──────── PROVIDED ENTRIES
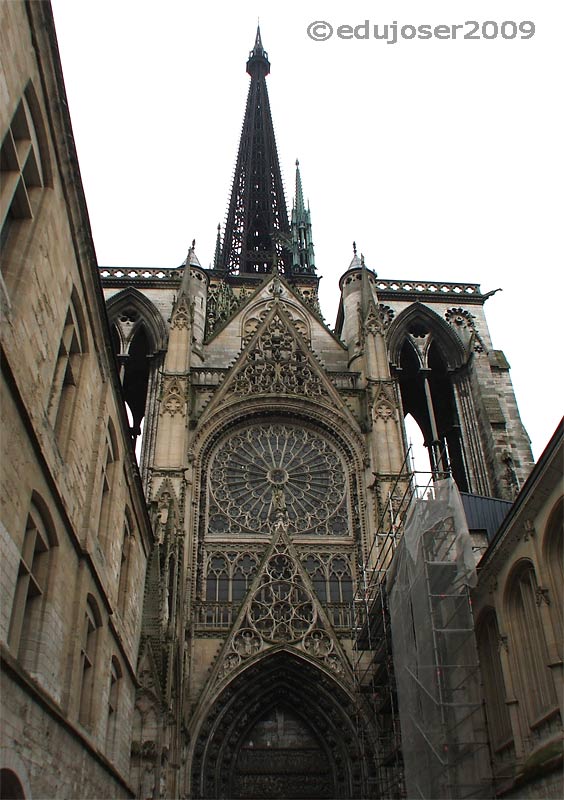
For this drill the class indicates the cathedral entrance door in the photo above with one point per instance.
(280, 757)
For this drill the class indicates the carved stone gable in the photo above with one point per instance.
(276, 362)
(281, 609)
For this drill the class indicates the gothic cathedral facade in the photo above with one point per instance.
(273, 451)
(210, 648)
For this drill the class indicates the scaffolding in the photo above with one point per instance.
(415, 656)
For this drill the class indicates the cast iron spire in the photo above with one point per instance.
(257, 219)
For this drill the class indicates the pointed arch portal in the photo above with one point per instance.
(282, 728)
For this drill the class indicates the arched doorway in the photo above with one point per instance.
(425, 355)
(283, 728)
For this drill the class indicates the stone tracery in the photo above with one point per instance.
(263, 470)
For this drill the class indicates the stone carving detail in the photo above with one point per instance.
(276, 364)
(542, 596)
(221, 304)
(309, 296)
(463, 323)
(317, 643)
(281, 610)
(378, 319)
(529, 528)
(181, 316)
(264, 471)
(384, 405)
(173, 399)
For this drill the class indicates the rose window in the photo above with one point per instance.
(267, 472)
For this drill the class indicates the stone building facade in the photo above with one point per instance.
(209, 650)
(519, 617)
(75, 529)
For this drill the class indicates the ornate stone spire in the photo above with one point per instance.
(257, 218)
(303, 260)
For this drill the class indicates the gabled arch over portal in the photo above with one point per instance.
(148, 315)
(282, 725)
(138, 333)
(426, 353)
(418, 317)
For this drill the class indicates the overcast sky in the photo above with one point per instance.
(442, 158)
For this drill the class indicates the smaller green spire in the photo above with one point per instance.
(217, 254)
(299, 199)
(303, 259)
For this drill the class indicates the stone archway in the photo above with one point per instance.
(282, 728)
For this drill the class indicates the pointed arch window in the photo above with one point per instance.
(108, 478)
(66, 377)
(30, 598)
(217, 583)
(138, 334)
(127, 547)
(244, 571)
(529, 644)
(554, 554)
(425, 351)
(91, 625)
(24, 168)
(113, 706)
(489, 643)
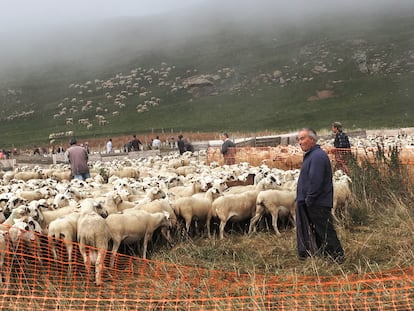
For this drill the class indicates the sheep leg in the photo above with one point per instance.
(208, 220)
(256, 217)
(53, 247)
(69, 249)
(144, 244)
(222, 225)
(275, 214)
(99, 266)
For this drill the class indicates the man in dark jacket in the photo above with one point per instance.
(342, 145)
(315, 232)
(227, 149)
(135, 143)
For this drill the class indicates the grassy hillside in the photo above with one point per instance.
(244, 79)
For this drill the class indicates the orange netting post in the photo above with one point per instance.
(32, 279)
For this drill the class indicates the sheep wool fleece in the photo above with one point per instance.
(78, 158)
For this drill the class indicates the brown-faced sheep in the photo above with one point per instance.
(134, 227)
(237, 207)
(198, 207)
(275, 202)
(93, 231)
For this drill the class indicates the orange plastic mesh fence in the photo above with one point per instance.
(31, 279)
(290, 157)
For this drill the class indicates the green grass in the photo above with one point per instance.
(243, 103)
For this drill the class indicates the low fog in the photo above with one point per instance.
(41, 34)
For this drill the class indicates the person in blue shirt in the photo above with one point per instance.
(315, 232)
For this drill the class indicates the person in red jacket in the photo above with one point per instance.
(78, 159)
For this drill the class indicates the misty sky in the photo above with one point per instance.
(30, 29)
(16, 14)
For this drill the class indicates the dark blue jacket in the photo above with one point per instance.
(315, 180)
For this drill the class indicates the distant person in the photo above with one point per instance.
(181, 144)
(128, 146)
(135, 143)
(156, 143)
(172, 142)
(109, 146)
(86, 146)
(315, 232)
(78, 159)
(341, 144)
(227, 149)
(184, 145)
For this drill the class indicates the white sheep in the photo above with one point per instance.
(3, 250)
(133, 227)
(268, 182)
(93, 231)
(157, 206)
(342, 195)
(237, 207)
(197, 206)
(276, 202)
(186, 191)
(24, 231)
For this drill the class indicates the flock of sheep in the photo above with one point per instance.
(126, 201)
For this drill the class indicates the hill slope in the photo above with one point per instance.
(247, 78)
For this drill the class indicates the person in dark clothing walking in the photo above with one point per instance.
(135, 143)
(227, 149)
(181, 144)
(342, 145)
(77, 156)
(315, 232)
(184, 145)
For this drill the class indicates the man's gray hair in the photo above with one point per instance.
(311, 133)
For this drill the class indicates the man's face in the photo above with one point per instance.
(305, 141)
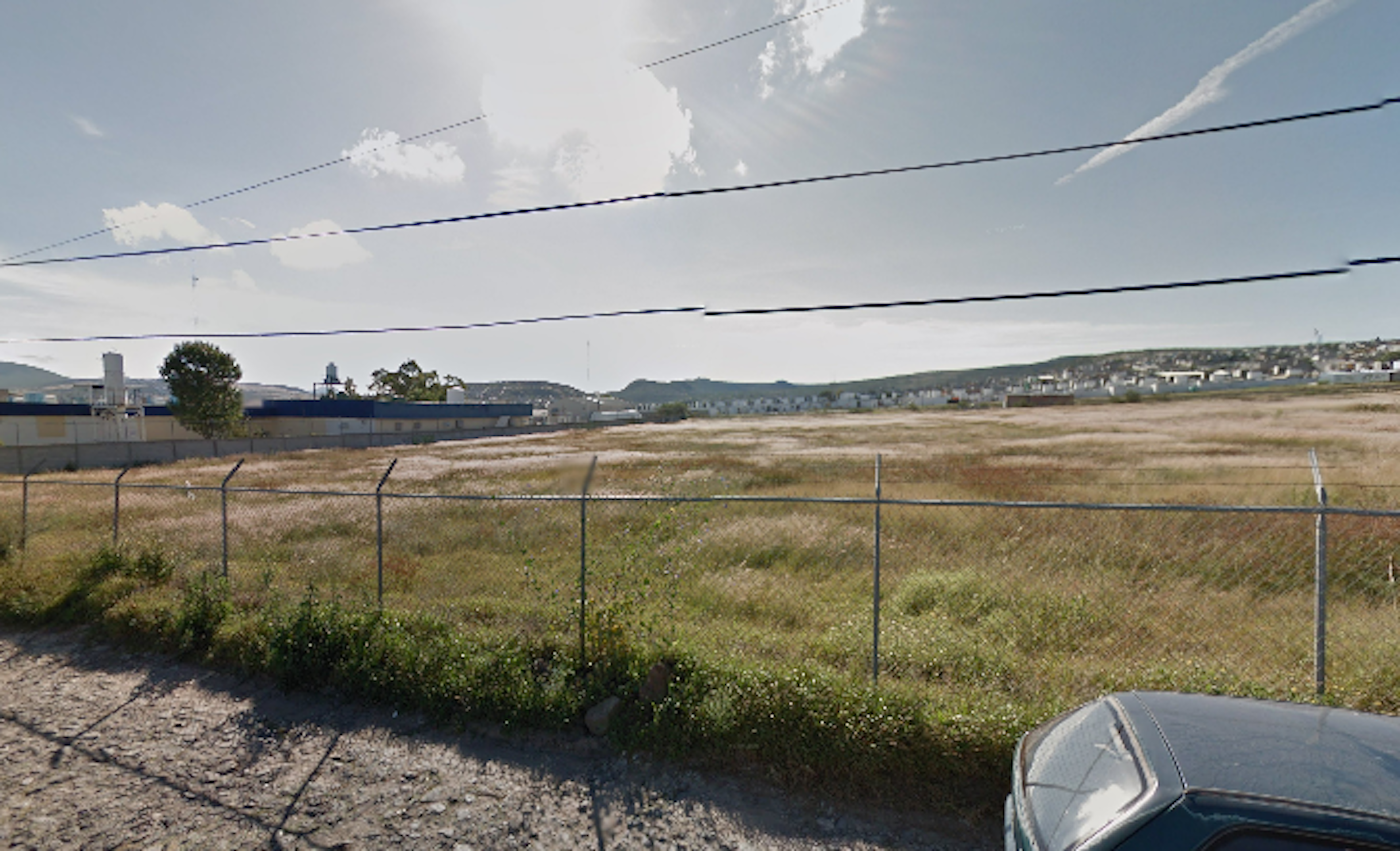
────────────────
#### [PROBLEM REQUIREMENTS]
The material is to be reproduced verbatim, and no picture may appear in the copy.

#### [ANSWER FOR THE TASK]
For this drill the class indicates the cathedral entrance door in the photo above with one point per instance.
(280, 757)
For this drill the class indicates the carved stone gable in the photo above with one point per instance.
(276, 362)
(281, 609)
For this drill the class indicates the gothic cathedral facade in the photo above with one point per instance.
(273, 451)
(210, 648)
For this drill the class indicates the scaffolding in the photo above with one point per instance.
(415, 656)
For this drill the class indicates the cast iron spire in the photo above with one point per instance.
(257, 219)
For this drill the class indicates the pointed arch portal in the photo above with one point per instance.
(282, 728)
For this drill the class indicates the arched doorway in the photo above with one point per instance.
(425, 355)
(283, 728)
For this drill the class indicates the stone tracery in the photo above with one point per instance.
(263, 470)
For this drill the class indicates the stone carving detail in the photo above with one point per instance.
(276, 364)
(542, 596)
(221, 304)
(309, 296)
(463, 323)
(317, 643)
(281, 610)
(378, 319)
(529, 528)
(181, 316)
(264, 471)
(384, 405)
(173, 399)
For this drill the class indicates the rose window in the photo above with one point per instance.
(267, 472)
For this drill the class indicates the stone building facade in the photo above with one point per instance.
(209, 650)
(519, 617)
(75, 529)
For this drill the class indicates the ornate stone spire in the photo above with one point per instance.
(257, 218)
(303, 260)
For this drill the class indicates the gabled arch over portal in the photo above with one point per instance.
(148, 315)
(282, 725)
(138, 333)
(426, 353)
(418, 317)
For this drill the class indicates the overcast sky in the photo above with one point per instance.
(442, 158)
For this drill the class indicates the smaller green spire in the photo above with one point per instance.
(217, 254)
(299, 199)
(303, 259)
For this drill the class indicates the stone archway in the photo above with one point per instance.
(282, 728)
For this drill the class indicates the pointed arch window in the photo above with one point per instance.
(108, 478)
(66, 377)
(30, 598)
(217, 583)
(138, 334)
(127, 547)
(244, 571)
(529, 644)
(554, 554)
(425, 351)
(91, 625)
(24, 168)
(113, 706)
(489, 643)
For this drill the class indicates the sheep leg in the photo above with one point per instance.
(208, 220)
(256, 217)
(53, 247)
(69, 249)
(144, 244)
(222, 225)
(275, 214)
(99, 266)
For this drill the class indicates the man in dark jacket in the photo above with one point per instance.
(342, 145)
(315, 232)
(227, 149)
(135, 143)
For this drill the class indicates the grassy hillside in the photo above with one point per instance.
(244, 79)
For this drill the class indicates the orange netting post in the photo above with one point per instance.
(32, 279)
For this drill the class indicates the sheep wool fleece in the photo above with one point per instance.
(78, 158)
For this drill the class indicates the brown-faced sheep in the photo above with one point per instance.
(134, 227)
(237, 207)
(198, 207)
(275, 202)
(93, 231)
For this drill the class indicates the orange plastic mesh fence in the photo above with one point per instance.
(31, 279)
(290, 157)
For this drill the class indicates the green grass in the photo above with one point per instance.
(243, 103)
For this drill the class indicates the low fog in the photo above with one point per instance.
(41, 34)
For this drill the class indicates the person in blue shirt in the photo above with one point per instance.
(315, 232)
For this drill the class indicates the person in red jacket in the photo above with one point per instance.
(78, 159)
For this drill the class indicates the misty sky in the photo above with one point per instance.
(30, 29)
(16, 14)
For this drill the class indicates the dark blue jacket in the photo above with one point per instance.
(315, 180)
For this drill the class indicates the distant person in the photo above with one point per instance.
(181, 144)
(128, 146)
(135, 143)
(156, 143)
(172, 142)
(109, 146)
(86, 146)
(315, 232)
(78, 159)
(341, 144)
(227, 149)
(184, 145)
For this drill the class indicates the white sheep in the photo above with one point per instance.
(3, 250)
(133, 227)
(268, 182)
(93, 231)
(157, 206)
(342, 195)
(237, 207)
(197, 206)
(276, 202)
(186, 191)
(24, 231)
For this drill the class indicates the flock of sheep in the photo above with one point per instance.
(126, 201)
For this drill the class indicates the hill slope in the photo above with one point per instance.
(247, 78)
For this drill the class indicates the person in dark clothing walking in the photo above with one point per instance.
(135, 143)
(227, 149)
(181, 144)
(342, 145)
(77, 156)
(315, 232)
(184, 145)
For this drill the class indicates the man's gray hair in the photo above with one point per instance.
(311, 133)
For this drill the class indicates the man's face in the photo above with one point per instance.
(305, 141)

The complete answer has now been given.